▶ **EXTRACTED ENTRIES**
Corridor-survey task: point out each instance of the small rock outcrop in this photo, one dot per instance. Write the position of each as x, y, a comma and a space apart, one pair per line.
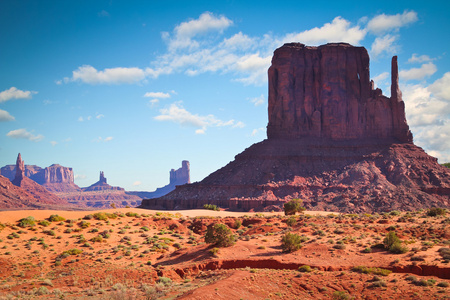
56, 178
102, 185
325, 92
39, 195
333, 141
177, 177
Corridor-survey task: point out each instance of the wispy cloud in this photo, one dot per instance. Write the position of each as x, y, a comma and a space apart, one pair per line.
200, 45
14, 93
177, 114
103, 140
339, 30
90, 75
383, 23
428, 113
24, 134
5, 116
425, 70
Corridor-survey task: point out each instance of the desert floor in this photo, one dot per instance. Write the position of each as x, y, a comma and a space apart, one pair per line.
145, 254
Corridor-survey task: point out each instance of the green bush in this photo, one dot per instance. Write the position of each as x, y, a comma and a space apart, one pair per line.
305, 268
44, 223
291, 221
101, 216
291, 242
56, 218
27, 222
340, 295
292, 207
436, 211
211, 207
220, 235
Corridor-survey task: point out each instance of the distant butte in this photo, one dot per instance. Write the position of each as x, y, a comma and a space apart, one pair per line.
334, 141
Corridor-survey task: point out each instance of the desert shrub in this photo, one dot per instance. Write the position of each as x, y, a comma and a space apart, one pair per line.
292, 207
237, 223
436, 211
392, 243
132, 214
88, 217
101, 216
291, 242
220, 235
305, 268
27, 222
211, 207
73, 251
165, 280
340, 295
291, 221
214, 251
444, 252
56, 218
84, 224
97, 239
44, 223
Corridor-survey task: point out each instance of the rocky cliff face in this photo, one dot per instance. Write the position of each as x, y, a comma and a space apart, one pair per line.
333, 140
34, 192
55, 178
177, 177
326, 92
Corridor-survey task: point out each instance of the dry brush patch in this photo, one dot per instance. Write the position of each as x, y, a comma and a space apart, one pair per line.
109, 255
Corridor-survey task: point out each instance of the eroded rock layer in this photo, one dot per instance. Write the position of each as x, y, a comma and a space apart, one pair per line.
333, 140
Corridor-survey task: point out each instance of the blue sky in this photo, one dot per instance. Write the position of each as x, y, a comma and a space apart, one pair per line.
132, 88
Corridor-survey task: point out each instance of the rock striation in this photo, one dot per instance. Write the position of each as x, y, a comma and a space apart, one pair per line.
55, 178
333, 140
35, 195
177, 177
325, 92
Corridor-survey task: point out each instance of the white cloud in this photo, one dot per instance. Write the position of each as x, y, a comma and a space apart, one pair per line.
419, 59
24, 134
384, 44
428, 114
157, 95
257, 131
183, 33
5, 116
425, 70
258, 100
14, 93
379, 79
441, 87
80, 176
103, 140
177, 114
384, 23
90, 75
339, 30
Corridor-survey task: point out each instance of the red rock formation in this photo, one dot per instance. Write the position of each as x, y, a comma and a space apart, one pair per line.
177, 177
333, 141
325, 92
38, 193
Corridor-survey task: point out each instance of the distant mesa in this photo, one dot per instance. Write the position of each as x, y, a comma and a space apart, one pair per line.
177, 177
102, 185
334, 141
22, 192
56, 178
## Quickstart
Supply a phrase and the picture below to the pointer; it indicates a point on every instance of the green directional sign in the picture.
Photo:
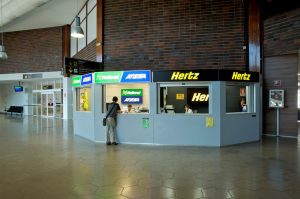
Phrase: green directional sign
(131, 92)
(108, 77)
(76, 81)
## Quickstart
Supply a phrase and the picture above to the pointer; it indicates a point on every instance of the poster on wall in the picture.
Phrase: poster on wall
(276, 98)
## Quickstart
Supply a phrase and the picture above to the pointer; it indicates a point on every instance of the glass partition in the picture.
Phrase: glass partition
(83, 99)
(240, 98)
(190, 99)
(133, 98)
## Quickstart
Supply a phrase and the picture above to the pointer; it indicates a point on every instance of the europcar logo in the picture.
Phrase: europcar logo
(136, 76)
(131, 96)
(87, 79)
(131, 92)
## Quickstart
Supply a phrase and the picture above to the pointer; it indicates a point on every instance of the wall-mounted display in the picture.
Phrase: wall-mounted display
(122, 77)
(83, 99)
(197, 98)
(131, 96)
(276, 98)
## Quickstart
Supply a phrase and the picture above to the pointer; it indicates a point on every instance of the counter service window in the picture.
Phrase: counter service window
(83, 99)
(133, 98)
(184, 99)
(239, 98)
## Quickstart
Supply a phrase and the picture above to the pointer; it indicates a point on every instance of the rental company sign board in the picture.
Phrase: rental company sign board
(131, 96)
(74, 66)
(76, 81)
(138, 76)
(82, 80)
(205, 75)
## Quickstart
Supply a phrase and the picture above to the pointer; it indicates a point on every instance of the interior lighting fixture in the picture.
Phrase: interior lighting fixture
(76, 30)
(3, 54)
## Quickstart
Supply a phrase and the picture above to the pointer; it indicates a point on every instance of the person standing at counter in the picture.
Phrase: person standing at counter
(129, 109)
(111, 121)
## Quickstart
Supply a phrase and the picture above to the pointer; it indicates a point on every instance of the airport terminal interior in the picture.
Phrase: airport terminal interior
(208, 91)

▶ **WORK ITEM**
What is needed is a verbatim copy of the entries, leaving out any pictures.

▶ **TASK ANSWER**
Corridor-survey task: point out each instance of the small rock outcrop in this photo, one dot per instance. Write the position of each as x, y, a comma and a space apart, one pair per line.
56, 178
102, 185
325, 92
39, 195
333, 141
177, 177
Corridor-survey task: point out each instance of the wispy cloud in this photo, one dot per instance. Write the position of each as x, y, a comma and a space apart, one pair per line.
200, 45
14, 93
177, 114
103, 140
339, 30
90, 75
383, 23
428, 113
24, 134
5, 116
425, 70
Corridor-survey task: point out each instance of the desert floor in this photo, one dot per instance. Write the position of each as x, y, a comma and a space apart, one pair per line.
145, 254
Corridor-survey task: point out each instance of the green bush in this photo, one dot per instance. Write the position of each as x, y, a comma and a space apart, one pair per line.
305, 268
44, 223
291, 221
101, 216
291, 242
56, 218
27, 222
340, 295
292, 207
436, 211
211, 207
220, 235
Corridor-survey task: point out each instance of the distant butte in this photo, one dot per instance. Write the position of each as x, y, a comma and a space apart, one pair per line.
334, 141
Corridor-survey task: point out each instance of the desert shrub in this photo, one dot per instance. Write the position of each as x, y, a comma and a space apart, one pair per line.
292, 207
237, 223
436, 211
392, 243
132, 214
88, 217
101, 216
291, 242
220, 235
305, 268
27, 222
211, 207
73, 251
165, 280
340, 295
291, 221
214, 251
444, 252
56, 218
84, 224
97, 239
44, 223
Corridor-survey task: point out each instance of the rocky cliff face in this photo, one dot per instance. Write the position of each as x, y, a comma and a space apart, one pair per line.
333, 140
34, 192
55, 178
177, 177
326, 92
Corridor-survey task: point out each instance of the dry brush patch in this photo, one dot per instance. Write the position of each as x, y, a comma and a space apart, one pair per line.
109, 255
Corridor-survey task: point out each instance of the eroded rock layer in this photo, one dot per instance. Write the position of each as x, y, a comma and a space apart, one pair per line.
333, 140
Corridor-survey task: point out each instance of the blue sky in this photo, one dot per instance. Write the position of each as x, y, a comma and a space apart, one pair per line.
132, 88
Corridor-survey task: point out each instance of the rock striation in this photo, one dot per instance. Write the position of each as x, y, a comma and a space apart, one pair per line.
55, 178
333, 140
35, 195
177, 177
325, 92
Corridor-survey task: point out each instance of the white cloud in this photo, one dot per instance. Write the position of each as x, y, a comma and a space apart, one pair per line.
419, 59
24, 134
384, 44
428, 114
157, 95
257, 131
183, 33
5, 116
425, 70
258, 100
14, 93
379, 79
441, 87
80, 176
103, 140
177, 114
384, 23
90, 75
339, 30
Corridor-survey task: point out each instance of the red rock formation in this photo, one dot per instance. Write the position of each as x, y, a comma and a space apart, one pair per line.
177, 177
333, 141
325, 92
38, 193
Corridor-survey task: point out each instance of the distant mesa in this photo, one dot per instance. Write the position of each as x, y, a comma and a space apart, one pair per line.
177, 177
102, 185
334, 141
22, 192
56, 178
## Quickstart
Supply a phrase and the picture below to the pointer; it indicates a point on every instance of the green directional sign in the picture.
Photo:
Phrase: green directional sign
(131, 92)
(108, 77)
(76, 81)
## Quickstart
Supply a phrase and the picture above to the pointer; it indicates a point on every instance of the poster on wall in the picture.
Phrase: poster on wall
(276, 98)
## Quickstart
Supply a phrase and the picture above to the pointer; it indicates a point on every instance of the glass partition in the picture.
Phrase: glass partition
(83, 99)
(240, 98)
(190, 99)
(133, 98)
## Quickstart
Supply a phrase and the picture above to the pointer; it indicates a point on every instance of the europcar logo in the picture.
Phrase: europcar logo
(136, 76)
(131, 96)
(87, 79)
(131, 92)
## Quickstart
Supply a phrase and the picture above to the pointer; it indicates a point on every instance of the wall-mounted display in the picture.
Phrase: wall-mounted display
(122, 77)
(83, 99)
(197, 98)
(131, 96)
(276, 98)
## Quickstart
Supply a phrase and the picture above to the pointer; it indicates a point on every instance of the counter service window in the picture.
Phrase: counter service window
(83, 99)
(133, 98)
(184, 99)
(239, 98)
## Quickstart
Supply a phrase and the picture above to the pointer; it indicates a point on every instance of the rental company sign board in the picture.
Phrase: rental company sign board
(131, 96)
(74, 66)
(76, 81)
(138, 76)
(82, 80)
(205, 75)
## Quickstart
Supply a phrase and the picture above to the pointer; it indicates a point on every instance of the interior lighting fixture in the picture.
Phrase: interior lighting fixture
(76, 30)
(3, 54)
## Quickstart
Supply a phrase and the picture above to the pointer; it indicates a point on every instance of the person standing at counter in the picture.
Phrase: person standing at counter
(129, 109)
(111, 121)
## Quickstart
Supply a phrase and the picture above to the pointer; it indicates a point on every instance of the airport terminal interior in the picture.
Phrase: airport terminal interior
(208, 91)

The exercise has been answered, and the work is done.